Image point grounding data =
※
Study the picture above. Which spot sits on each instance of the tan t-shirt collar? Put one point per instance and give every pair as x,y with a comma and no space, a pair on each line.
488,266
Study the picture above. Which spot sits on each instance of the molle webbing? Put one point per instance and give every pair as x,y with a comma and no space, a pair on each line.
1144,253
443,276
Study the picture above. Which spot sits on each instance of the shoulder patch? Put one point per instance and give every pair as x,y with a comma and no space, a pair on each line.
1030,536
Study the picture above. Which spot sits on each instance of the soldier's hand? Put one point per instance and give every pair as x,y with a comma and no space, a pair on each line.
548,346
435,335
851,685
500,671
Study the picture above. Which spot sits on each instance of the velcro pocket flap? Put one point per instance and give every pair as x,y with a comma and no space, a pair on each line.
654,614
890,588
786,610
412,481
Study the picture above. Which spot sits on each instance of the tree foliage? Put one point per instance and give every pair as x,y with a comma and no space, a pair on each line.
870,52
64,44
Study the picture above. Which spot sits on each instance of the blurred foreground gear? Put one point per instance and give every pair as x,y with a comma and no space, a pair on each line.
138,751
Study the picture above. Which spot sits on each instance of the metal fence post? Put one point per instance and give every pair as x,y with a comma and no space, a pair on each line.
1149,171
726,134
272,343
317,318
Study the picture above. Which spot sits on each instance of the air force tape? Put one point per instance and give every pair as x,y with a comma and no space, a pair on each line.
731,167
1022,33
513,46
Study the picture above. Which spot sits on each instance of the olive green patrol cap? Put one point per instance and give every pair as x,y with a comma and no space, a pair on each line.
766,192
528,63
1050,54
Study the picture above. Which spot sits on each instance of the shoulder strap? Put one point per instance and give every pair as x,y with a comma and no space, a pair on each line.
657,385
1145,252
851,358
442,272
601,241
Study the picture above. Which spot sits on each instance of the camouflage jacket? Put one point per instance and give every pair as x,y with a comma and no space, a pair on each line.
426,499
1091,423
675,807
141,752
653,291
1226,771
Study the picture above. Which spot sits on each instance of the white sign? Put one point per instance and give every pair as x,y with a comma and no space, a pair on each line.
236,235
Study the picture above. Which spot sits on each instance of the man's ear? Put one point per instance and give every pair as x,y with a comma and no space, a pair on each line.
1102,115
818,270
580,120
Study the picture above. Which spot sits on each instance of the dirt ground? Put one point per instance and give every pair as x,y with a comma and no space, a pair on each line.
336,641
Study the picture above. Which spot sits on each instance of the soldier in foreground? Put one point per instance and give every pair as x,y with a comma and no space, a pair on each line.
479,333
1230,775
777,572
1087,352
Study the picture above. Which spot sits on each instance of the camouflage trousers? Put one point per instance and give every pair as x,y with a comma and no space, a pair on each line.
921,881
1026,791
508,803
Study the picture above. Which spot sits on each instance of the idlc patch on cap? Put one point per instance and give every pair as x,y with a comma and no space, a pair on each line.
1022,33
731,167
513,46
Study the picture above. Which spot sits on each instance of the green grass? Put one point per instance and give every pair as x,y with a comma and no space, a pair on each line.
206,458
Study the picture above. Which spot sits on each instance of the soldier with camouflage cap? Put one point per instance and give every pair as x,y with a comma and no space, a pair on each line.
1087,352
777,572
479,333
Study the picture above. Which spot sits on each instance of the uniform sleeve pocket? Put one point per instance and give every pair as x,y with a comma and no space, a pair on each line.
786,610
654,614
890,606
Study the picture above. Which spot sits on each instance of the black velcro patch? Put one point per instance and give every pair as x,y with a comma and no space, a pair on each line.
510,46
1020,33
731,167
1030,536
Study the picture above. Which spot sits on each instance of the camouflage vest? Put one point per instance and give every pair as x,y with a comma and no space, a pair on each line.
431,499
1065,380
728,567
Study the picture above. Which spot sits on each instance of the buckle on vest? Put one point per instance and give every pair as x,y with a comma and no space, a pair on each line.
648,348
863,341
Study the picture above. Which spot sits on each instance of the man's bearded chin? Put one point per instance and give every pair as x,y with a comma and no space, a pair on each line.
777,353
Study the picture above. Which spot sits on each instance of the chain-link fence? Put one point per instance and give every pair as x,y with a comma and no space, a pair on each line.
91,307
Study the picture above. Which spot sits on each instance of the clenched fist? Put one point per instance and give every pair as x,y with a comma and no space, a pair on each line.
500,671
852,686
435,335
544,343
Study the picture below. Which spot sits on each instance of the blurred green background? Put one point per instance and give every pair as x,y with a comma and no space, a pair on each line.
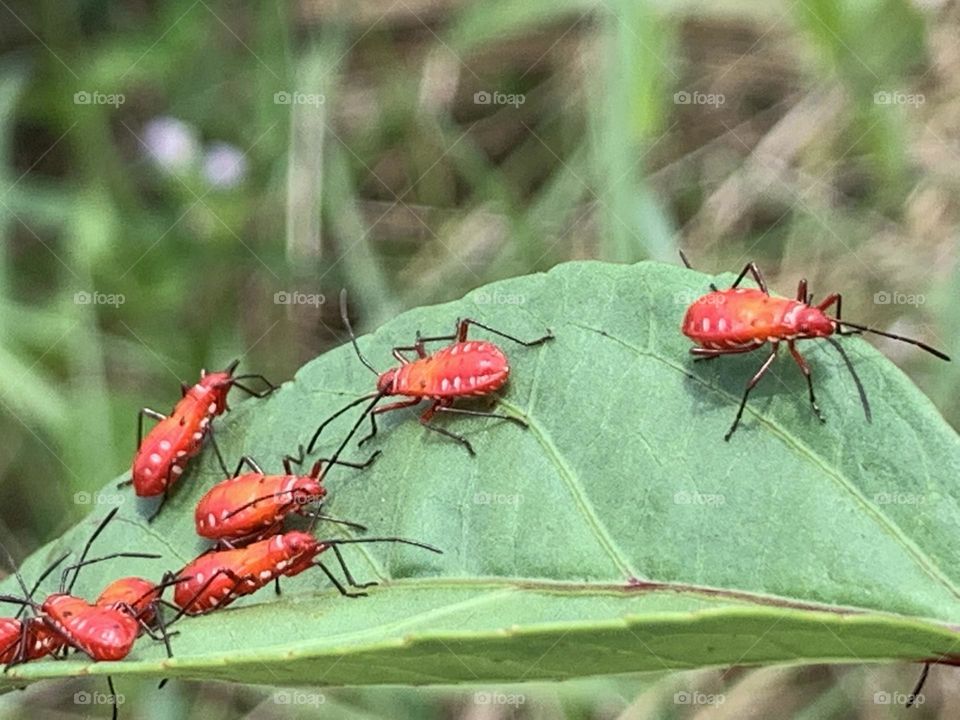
190,181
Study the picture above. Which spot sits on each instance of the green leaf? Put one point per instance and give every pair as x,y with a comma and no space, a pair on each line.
795,542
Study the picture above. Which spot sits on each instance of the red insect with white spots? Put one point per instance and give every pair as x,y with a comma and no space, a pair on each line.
739,320
254,504
163,454
40,641
466,368
217,578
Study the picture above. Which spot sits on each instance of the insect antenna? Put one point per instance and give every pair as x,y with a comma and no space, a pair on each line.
892,336
856,378
93,561
402,541
353,338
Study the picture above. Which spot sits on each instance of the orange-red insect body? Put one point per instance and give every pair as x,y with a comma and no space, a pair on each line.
742,319
464,368
134,595
163,454
217,578
739,320
102,633
40,642
249,506
253,503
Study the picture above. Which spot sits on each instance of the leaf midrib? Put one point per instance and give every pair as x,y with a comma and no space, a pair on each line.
884,522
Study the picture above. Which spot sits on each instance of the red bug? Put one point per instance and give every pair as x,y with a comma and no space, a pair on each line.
740,320
217,578
254,504
464,368
163,454
102,633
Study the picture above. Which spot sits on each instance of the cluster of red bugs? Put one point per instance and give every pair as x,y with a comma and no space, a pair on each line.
244,514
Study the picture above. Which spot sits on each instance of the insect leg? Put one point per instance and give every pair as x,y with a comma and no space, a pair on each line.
346,571
216,449
149,413
425,421
805,369
465,323
750,385
482,413
386,408
912,697
251,463
336,583
751,267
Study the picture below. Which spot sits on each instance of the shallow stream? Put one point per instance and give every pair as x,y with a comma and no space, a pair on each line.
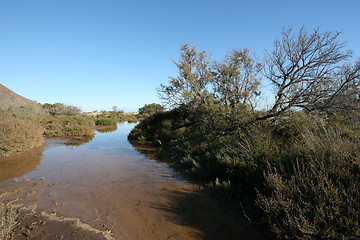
※
Work item =
Restate the data above exactly, stripping out each image.

Answer below =
Study the picture above. Which spot sits on each instance of the tan t-shirt collar? Put one point per instance and give every pair as x,y with a comma and no space, a pair on each line.
488,266
Study the picture above. Which spot sits on each instance of the molle webbing? Put one point per instance and give every pair as x,y with a comma and no space, a pair on each line.
1144,253
443,276
Study the picture above. Which spot sits on each instance of the shoulder patch? Put one point per instance and give every pair as x,y with a comma and no space, a pair on each line.
1030,536
Study the picture above. Which spot sits on each instance of the soldier's hand? Put one point per instance and give every pair as x,y with a comma and no space, a pair on each line.
548,346
435,335
851,685
500,671
Study the picture above. Which spot sits on each instance of the velcro pocket flap? Put one point per instance and give every pair as x,y with a comma and no space, a pair on each line.
654,614
890,588
786,610
412,481
Study the picture above. Which spot sits on each instance of the tree foliage? Put one point per instance and give every pair as x,y with a comma and no space, a pair on each line.
870,52
64,44
Study the picture above. Which spot sits on each instance of the blurred foreground gear? Put one point per instance and give every pair as x,y with a comma and no space, a pair on each line.
138,751
Study the picture above. Which spot sits on each instance of the metal fence post? Put one point per instance and give every pair as x,y with a comma and no space, a pair on each line.
1149,171
726,134
272,343
317,318
Study the picture above. Which spot sits on each instance of the air force tape? Put one point per instance and give every pair as x,y with a comma and no space, a pair on each line.
731,167
1022,33
513,46
Study the picture above. Which spot sits on each instance of the olive green patrol cap? Put one point per instance and give every pair as x,y with a comma and no space, a pair on each line.
766,192
528,63
1050,54
Study the picture above. Which spot sits on each instance of the shoulder strap? Put one point per instance and give every pair as x,y with a comma and no space, a pair on each line.
657,385
1145,252
851,358
442,272
601,241
Study the picture above. Which spot sits on each instance of the camouflage jacket? Put one point per instance and give every pair as x,y with a comma and no space, a pair on each line.
426,499
1091,423
675,807
141,752
653,291
1226,771
Study the picture above. Which spot sits on each instance of the white sign? Put one point per instance and give every pair as x,y with a comma and no space, a pair on each line.
236,235
Study the picture above. Which spot sits on each instance of the man's ear? Put one point per instance and give every pair as x,y with a comma and no space, a pair on each line.
1102,115
818,270
580,120
Study the picture above. Which spot sits on each instance of the dirt ground? Put one point per instance and give every pair as x,y with a comma and no space, a pair on each line.
336,641
Study the picture above. Which spot sits on each instance of the soldier in foreground? Put one point per instance and give every pair as x,y with a comma and no space, a pair on each line.
479,333
1230,775
777,572
1087,352
Study the picture above. Which spot sits on each instance of the camouflage trousers? Put one point per instance and give every pair as x,y with a comma and no space, a pair on each line.
921,881
1026,791
508,803
Study the picture above. Which spot sits on each instance of the idlc patch on cap? Put one point per instance and give every pair as x,y with a comma and no space, a pair on each line.
1022,33
731,167
513,46
Study the picture above. Which spot sits on each instance of the green grass? Put one point per instance and give every pair as x,y with a comma and no space, a pair on each line.
206,458
Study the picture above. Which spot sits on each instance of the soldier with camouflage cap? Put one point per instance and give every pair as x,y with a comma and no space, a pair on each line.
1087,352
777,572
479,333
Study the picture above. Which spot sits on each instance of the uniform sleeve pocket? Put one point per instance and give every pair as x,y with a comma and no space, a pair on each line.
786,610
654,614
890,606
Study the picture above. Which spot sits on each instance of the black velcro patch? Put one point per instance and give every pair as x,y with a comma and no space, a pair on each line.
510,46
1020,33
731,167
1030,536
Study the picture above. Which spot sits on each instance of the camouflage vest? Put one point per instance and give every pair as x,y with a comma and no space, a pair on each line.
431,499
1065,380
728,567
Study the picture above. Which spot sits on each instance of the buckle on vest? Put one point per instance and give every pair as x,y with a comma and no space, a pair on each line.
648,348
863,341
Study the picture above. Which spot sits on each instance of the man's bearded chin? Put one point per instance and give every pair as x,y with a comma and no space, a pair on each line.
777,353
Study the picture above. Which spot sits on each instance of the chain-link fence? Put one point per instance and give every pair as x,y with a comma and no space, a pair on each line.
91,307
Study the picture above. Which spot sits on each instance of the clenched fist? Put one point per instance and give every pair as x,y with a comma and no space, a pair on each line.
500,671
852,686
435,335
544,343
Study the picture below. Which spot sits on each instance of the blurred green background? Put one point per instance and give every pair as x,y with a comma and no space, a pair on each line.
190,181
Study the picture above. Which spot sits on each instance of the green leaf? Put one point per instance and give every pair as x,y with a comma and no space, a pair on each line.
795,542
Study the picture above. Which spot sits on each instance of the red insect with white spots? Put one point per instance and give every pair as x,y with a comma and no space, a pair on each line.
739,320
254,504
163,454
40,641
466,368
217,578
Study the picture above. Which spot sits on each instance of the insect antenna? Put one point per instance and give every pair as x,y with a comma and no space, a pair on each line.
892,336
856,378
93,561
402,541
353,338
Study the picture above. Which spot sits on each instance of the orange-red insect body? Put one point per instance and give every pair as x,y with a comma and no space, a pair on each line.
742,319
464,368
134,595
163,454
217,578
739,320
102,633
40,642
249,506
253,503
Study the picture above. Which spot sits on each instance of the leaf midrib? Put one point per instance and give every pair as x,y with a comma and no space, a pair on each line.
884,522
Study the picture above. Which spot sits on each instance of the red bug? Put one point per instance and give every pair as x,y with a comma and no space, a pair on each line.
740,320
217,578
254,504
464,368
163,454
102,633
Study the picture above. Which spot sits on each instance of the cluster of red bugs? Put one point per instance and give every pair as x,y with a comma and no space, a pair on each line.
244,514
Study the picture above. Which spot sits on each instance of the insect leg? Put one point per instance and give every pair as x,y with a comma and no space, a pair on each line.
346,571
216,449
149,413
425,421
805,369
465,323
750,385
482,413
386,408
912,697
251,463
336,583
751,267
Study the picture below. Which spot sits on each instance of the shallow stream? Put one point per instance and give every pair as x,y with a comma and no space, a pair on each line.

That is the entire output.